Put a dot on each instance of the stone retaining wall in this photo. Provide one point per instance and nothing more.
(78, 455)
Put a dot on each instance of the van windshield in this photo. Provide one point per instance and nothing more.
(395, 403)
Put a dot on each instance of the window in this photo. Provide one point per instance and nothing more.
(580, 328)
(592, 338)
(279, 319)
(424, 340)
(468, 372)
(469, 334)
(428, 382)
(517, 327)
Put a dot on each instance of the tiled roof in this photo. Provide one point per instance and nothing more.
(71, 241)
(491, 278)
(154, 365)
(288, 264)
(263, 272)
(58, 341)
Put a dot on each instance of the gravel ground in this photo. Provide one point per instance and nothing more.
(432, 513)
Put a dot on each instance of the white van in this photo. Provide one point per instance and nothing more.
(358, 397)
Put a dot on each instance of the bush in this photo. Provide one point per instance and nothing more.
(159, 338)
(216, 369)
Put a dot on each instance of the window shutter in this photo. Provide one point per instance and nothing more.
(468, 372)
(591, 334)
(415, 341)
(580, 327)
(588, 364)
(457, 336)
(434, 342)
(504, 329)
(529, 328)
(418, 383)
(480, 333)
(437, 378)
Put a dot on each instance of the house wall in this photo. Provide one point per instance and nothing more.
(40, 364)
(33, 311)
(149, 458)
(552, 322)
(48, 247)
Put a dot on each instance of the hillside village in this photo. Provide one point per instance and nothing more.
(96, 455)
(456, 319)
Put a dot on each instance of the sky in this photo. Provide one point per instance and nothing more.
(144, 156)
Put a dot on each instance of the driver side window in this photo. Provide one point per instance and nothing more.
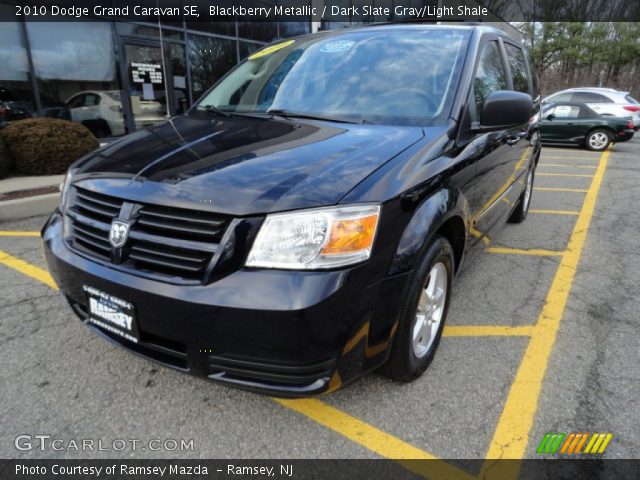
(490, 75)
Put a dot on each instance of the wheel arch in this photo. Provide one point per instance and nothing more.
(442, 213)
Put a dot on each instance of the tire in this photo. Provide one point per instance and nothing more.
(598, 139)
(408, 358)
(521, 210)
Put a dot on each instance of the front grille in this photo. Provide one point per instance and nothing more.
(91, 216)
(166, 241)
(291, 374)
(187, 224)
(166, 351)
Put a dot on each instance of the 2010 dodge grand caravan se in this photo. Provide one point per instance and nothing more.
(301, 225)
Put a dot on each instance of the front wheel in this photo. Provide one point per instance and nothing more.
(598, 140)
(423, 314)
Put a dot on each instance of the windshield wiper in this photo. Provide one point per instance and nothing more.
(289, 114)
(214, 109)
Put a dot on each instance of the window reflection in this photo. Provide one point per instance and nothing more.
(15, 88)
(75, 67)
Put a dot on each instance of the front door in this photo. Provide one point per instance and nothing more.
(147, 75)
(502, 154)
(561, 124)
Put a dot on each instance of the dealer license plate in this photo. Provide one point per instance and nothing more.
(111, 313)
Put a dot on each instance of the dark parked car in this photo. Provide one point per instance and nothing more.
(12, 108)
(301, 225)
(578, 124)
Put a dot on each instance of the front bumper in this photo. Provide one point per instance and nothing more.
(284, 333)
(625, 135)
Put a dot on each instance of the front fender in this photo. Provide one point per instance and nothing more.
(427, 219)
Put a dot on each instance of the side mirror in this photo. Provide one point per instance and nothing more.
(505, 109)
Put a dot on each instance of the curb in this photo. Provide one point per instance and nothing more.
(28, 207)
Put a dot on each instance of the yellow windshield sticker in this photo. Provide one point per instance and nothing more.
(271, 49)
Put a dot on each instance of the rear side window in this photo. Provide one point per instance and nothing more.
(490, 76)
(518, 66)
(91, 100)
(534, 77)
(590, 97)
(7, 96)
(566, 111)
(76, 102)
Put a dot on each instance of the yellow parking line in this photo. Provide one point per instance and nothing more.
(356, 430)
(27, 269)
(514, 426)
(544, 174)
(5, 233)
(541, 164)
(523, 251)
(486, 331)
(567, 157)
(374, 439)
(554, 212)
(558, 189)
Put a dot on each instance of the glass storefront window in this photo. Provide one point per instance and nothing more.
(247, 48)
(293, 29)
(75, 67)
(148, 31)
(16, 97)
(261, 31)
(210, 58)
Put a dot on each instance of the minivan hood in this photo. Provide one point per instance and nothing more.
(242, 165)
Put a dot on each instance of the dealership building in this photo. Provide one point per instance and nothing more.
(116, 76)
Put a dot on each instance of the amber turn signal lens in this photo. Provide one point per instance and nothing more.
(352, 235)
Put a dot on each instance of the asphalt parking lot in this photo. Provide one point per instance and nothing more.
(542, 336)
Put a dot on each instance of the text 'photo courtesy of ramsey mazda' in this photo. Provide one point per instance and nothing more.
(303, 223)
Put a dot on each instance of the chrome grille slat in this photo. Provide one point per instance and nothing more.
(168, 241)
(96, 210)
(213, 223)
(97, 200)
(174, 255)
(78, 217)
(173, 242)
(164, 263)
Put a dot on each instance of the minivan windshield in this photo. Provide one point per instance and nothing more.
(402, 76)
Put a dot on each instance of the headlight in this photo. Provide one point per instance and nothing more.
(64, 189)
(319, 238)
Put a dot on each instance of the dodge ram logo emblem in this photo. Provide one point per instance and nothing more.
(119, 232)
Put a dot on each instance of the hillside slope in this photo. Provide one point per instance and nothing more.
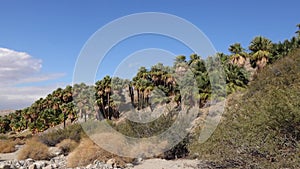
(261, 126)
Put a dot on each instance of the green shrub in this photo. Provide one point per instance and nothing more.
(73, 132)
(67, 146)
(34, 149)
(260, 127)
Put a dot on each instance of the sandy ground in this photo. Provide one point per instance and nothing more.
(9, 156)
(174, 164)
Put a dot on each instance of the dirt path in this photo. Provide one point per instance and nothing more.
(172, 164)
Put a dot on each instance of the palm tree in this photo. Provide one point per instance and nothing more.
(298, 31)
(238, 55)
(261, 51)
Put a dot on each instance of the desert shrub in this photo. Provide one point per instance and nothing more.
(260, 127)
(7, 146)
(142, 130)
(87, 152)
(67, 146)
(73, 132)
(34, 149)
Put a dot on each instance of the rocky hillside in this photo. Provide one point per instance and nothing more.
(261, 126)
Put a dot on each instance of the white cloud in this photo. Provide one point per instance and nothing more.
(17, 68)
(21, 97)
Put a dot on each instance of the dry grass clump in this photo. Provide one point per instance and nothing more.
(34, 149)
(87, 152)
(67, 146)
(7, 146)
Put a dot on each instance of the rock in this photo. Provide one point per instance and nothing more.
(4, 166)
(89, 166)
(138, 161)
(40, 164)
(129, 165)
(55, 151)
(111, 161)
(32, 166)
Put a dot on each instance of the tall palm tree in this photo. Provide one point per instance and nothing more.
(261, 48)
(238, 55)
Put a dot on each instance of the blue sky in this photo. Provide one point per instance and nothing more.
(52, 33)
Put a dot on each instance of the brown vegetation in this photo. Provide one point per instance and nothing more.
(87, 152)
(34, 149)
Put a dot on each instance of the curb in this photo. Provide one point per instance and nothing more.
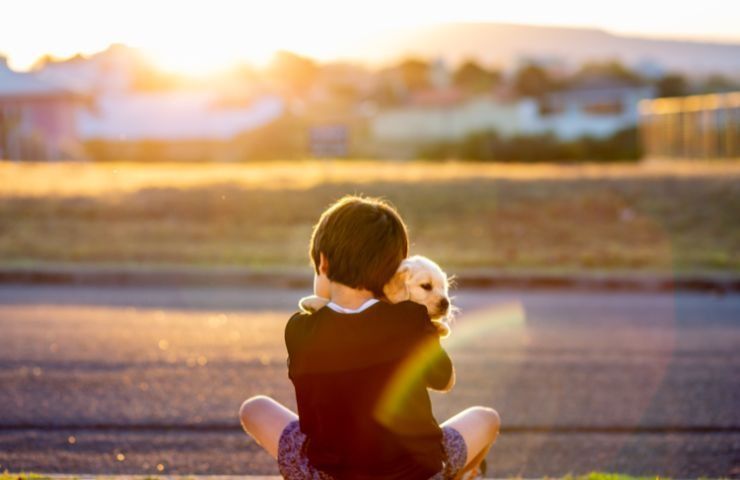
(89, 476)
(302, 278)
^^^^^^^^^^^^^^^^
- [TASK GOAL]:
Convert the listing into a JSON list of strings with one string per line and no blank lines, covering the whole listing. Omit the pictures from your answer.

- [SOLVED PROBLEM]:
[
  "Put a dot on each instance of the stone retaining wall in this photo. Provide one point per instance and nothing more.",
  "(78, 455)",
  "Put a dot on each instance of the van windshield in this photo. Provide one point per instance and nothing more.",
  "(395, 403)",
  "Put a dot on each instance of the window in this photo. Provide one point per instance and nothing more.",
  "(580, 328)",
  "(592, 338)",
  "(279, 319)",
  "(424, 340)",
  "(468, 372)",
  "(469, 334)",
  "(428, 382)",
  "(517, 327)",
  "Put a dot on each instance of the tiled roof in this photo. Provide one point per instance and nothing more.",
  "(71, 241)",
  "(491, 278)",
  "(154, 365)",
  "(288, 264)",
  "(263, 272)",
  "(58, 341)",
  "Put a dot on each instance of the gravel ground in this photo. Provide one point per instance and nothing more.",
  "(432, 513)",
  "Put a dot on each instance of the white van in this photo. Provide one point per instance and nothing more.",
  "(358, 397)",
  "Put a dot on each instance of the bush in this photo. Provide one point per instance and nothing more.",
  "(159, 338)",
  "(216, 369)",
  "Put a dot on each instance of the window shutter in this photo. Provide one point per instance and nothing more.",
  "(468, 372)",
  "(591, 334)",
  "(415, 341)",
  "(580, 327)",
  "(588, 364)",
  "(457, 336)",
  "(434, 342)",
  "(504, 329)",
  "(529, 328)",
  "(418, 383)",
  "(480, 333)",
  "(437, 378)",
  "Put a dot on each instance of the house wall in this photo. Provide one point per instance and nothing more.",
  "(40, 364)",
  "(33, 311)",
  "(149, 458)",
  "(552, 322)",
  "(48, 247)",
  "Put a dot on each instance of the hillside village in this photo. Provide one point per instance and nothing more.",
  "(96, 455)",
  "(456, 319)",
  "Put a dot on each instance of the sky in this photo. Provide one point per instance and nothing more.",
  "(144, 156)",
  "Put a dot on each instance of the driver side window in this photo. Provide one point per instance and nothing more.",
  "(490, 75)",
  "Put a dot on each instance of the wheel arch in this photo. Provide one point per instance and nothing more.",
  "(442, 213)",
  "Put a dot on each instance of the tire in this photo. Provide one point per instance and nothing more.",
  "(598, 139)",
  "(408, 358)",
  "(521, 210)",
  "Put a dot on each instance of the front grille in this photo. Provide one point per instance and nothing more.",
  "(91, 216)",
  "(166, 241)",
  "(291, 374)",
  "(187, 224)",
  "(166, 351)",
  "Put a dot on each instance of the 2010 dodge grand caravan se in this photo. Provide one point per instance and nothing more.",
  "(301, 225)",
  "Put a dot on each instance of the front wheel in this photo. Provide one point per instance and nothing more.",
  "(598, 140)",
  "(423, 314)",
  "Put a dot on each instance of the windshield wiper in this photo. Provide one point per instance and nothing more.",
  "(289, 114)",
  "(214, 109)",
  "Put a dot on each instance of the window reflection in this photo. Provide one point per instance and nothing more.",
  "(15, 88)",
  "(75, 67)",
  "Put a dot on each instance of the front door in this photo. Provide one point per instance and nothing more.",
  "(147, 75)",
  "(502, 154)",
  "(561, 124)",
  "Put a dot on each instance of the dealer license plate in this photo. Provide one point per instance and nothing more.",
  "(111, 313)",
  "Put a dot on each instance of the dark parked car in this photo. Provide one point per instance and nothing more.",
  "(12, 108)",
  "(301, 225)",
  "(578, 124)",
  "Put a dot on each instance of the front bumper in this photo. Provide one point per instance and nothing more.",
  "(284, 333)",
  "(625, 135)",
  "Put a dot on each instance of the front fender in this photo. Provide one point per instance and nothing more.",
  "(427, 219)",
  "Put a dot on each instance of the side mirror in this photo. Provide one point per instance and nothing more.",
  "(505, 109)",
  "Put a dot on each instance of the curb in this photo. Provide one point per instance and nothing more.",
  "(28, 207)",
  "Put a dot on each instance of the yellow windshield sticker in this photo. Provide one point per instance and nothing more.",
  "(271, 49)",
  "Put a dot on each instance of the rear side window in this photo. Provide one point per instance and nothing more.",
  "(490, 76)",
  "(518, 66)",
  "(91, 100)",
  "(534, 77)",
  "(590, 97)",
  "(7, 96)",
  "(566, 111)",
  "(76, 102)",
  "Put a dot on each instance of the yellow parking line in this photo. Provide one point per instance and nothing more.",
  "(356, 430)",
  "(27, 269)",
  "(514, 426)",
  "(544, 174)",
  "(5, 233)",
  "(541, 164)",
  "(523, 251)",
  "(486, 331)",
  "(567, 157)",
  "(374, 439)",
  "(554, 212)",
  "(558, 189)",
  "Put a dot on each instance of the glass storefront window in this photo. Provide one point per instance and nothing more.",
  "(247, 48)",
  "(293, 29)",
  "(75, 67)",
  "(148, 31)",
  "(16, 97)",
  "(261, 31)",
  "(210, 58)",
  "Put a dot on each instance of the minivan hood in this photo. Provide one point per instance and nothing more.",
  "(242, 165)",
  "Put a dot on each instance of the dealership building in this photo. Provide one point per instance and nothing more.",
  "(116, 76)",
  "Put a dot on each instance of the amber turn signal lens in this photo. Provide one point per instance and nothing more.",
  "(352, 235)",
  "Put a dot on each instance of the asphalt parking lot in this photo. Provide one point per instance and nothing more.",
  "(542, 336)",
  "Put a dot on each instance of the text 'photo courtesy of ramsey mazda' in this photo. Provide one point per instance and nothing more.",
  "(303, 223)",
  "Put a dot on each instance of the chrome grille slat in this photo. Provide one point per instance and nothing more.",
  "(168, 241)",
  "(96, 210)",
  "(213, 223)",
  "(97, 200)",
  "(174, 255)",
  "(78, 217)",
  "(173, 242)",
  "(164, 263)",
  "Put a dot on each instance of the minivan windshield in this photo. Provide one point per instance and nothing more.",
  "(402, 76)",
  "Put a dot on each instance of the headlight in this photo. Provide one point per instance and nothing more.",
  "(64, 189)",
  "(319, 238)",
  "Put a dot on each instance of the dodge ram logo emblem in this photo. Provide one point per instance and nothing more.",
  "(119, 232)",
  "Put a dot on each instance of the hillside slope in this photo. Provide one point per instance and nothing more.",
  "(261, 126)",
  "Put a dot on each instance of the green shrub in this photo. Provide one point per instance and nothing more.",
  "(73, 132)",
  "(67, 146)",
  "(34, 149)",
  "(260, 127)",
  "Put a dot on each instance of the sandy ground in this photo. Provide one point per instance and nothing more.",
  "(9, 156)",
  "(174, 164)",
  "Put a dot on each instance of the dirt path in this photo. Provide one point per instance and nothing more.",
  "(172, 164)",
  "Put a dot on each instance of the palm tree in this photo. Provide one point per instance and nothing more.",
  "(298, 31)",
  "(238, 55)",
  "(261, 51)",
  "Put a dot on each instance of the desert shrub in this photo. Provide one point per instance and nothing more.",
  "(260, 127)",
  "(7, 146)",
  "(142, 130)",
  "(87, 152)",
  "(67, 146)",
  "(73, 132)",
  "(34, 149)",
  "Put a dot on each instance of the rocky hillside in this photo. Provide one point per instance and nothing more.",
  "(261, 126)",
  "Put a dot on each instance of the white cloud in this photo. Provide one point per instance and nothing more.",
  "(17, 68)",
  "(21, 97)",
  "Put a dot on each instance of the dry grass clump in this photo. Provide one point per instance and nothing more.",
  "(34, 149)",
  "(87, 152)",
  "(67, 146)",
  "(7, 146)",
  "Put a dot on each instance of the rock in this photo. Provide one point per instance and nothing more.",
  "(4, 166)",
  "(89, 166)",
  "(138, 161)",
  "(40, 164)",
  "(129, 165)",
  "(55, 151)",
  "(111, 161)",
  "(32, 166)",
  "Put a dot on each instance of the tall palm tree in this photo. Provide one point per instance and nothing more.",
  "(261, 48)",
  "(238, 55)",
  "Put a dot on each instance of the blue sky in this photo. Provide one point per instance and nothing more.",
  "(52, 33)",
  "Put a dot on each instance of the brown vegetation in this photo. Provide one point per instance and nothing more.",
  "(87, 152)",
  "(34, 149)",
  "Put a dot on each instance of the curb in this photo. Provide one point per instance and nothing more.",
  "(89, 476)",
  "(302, 278)"
]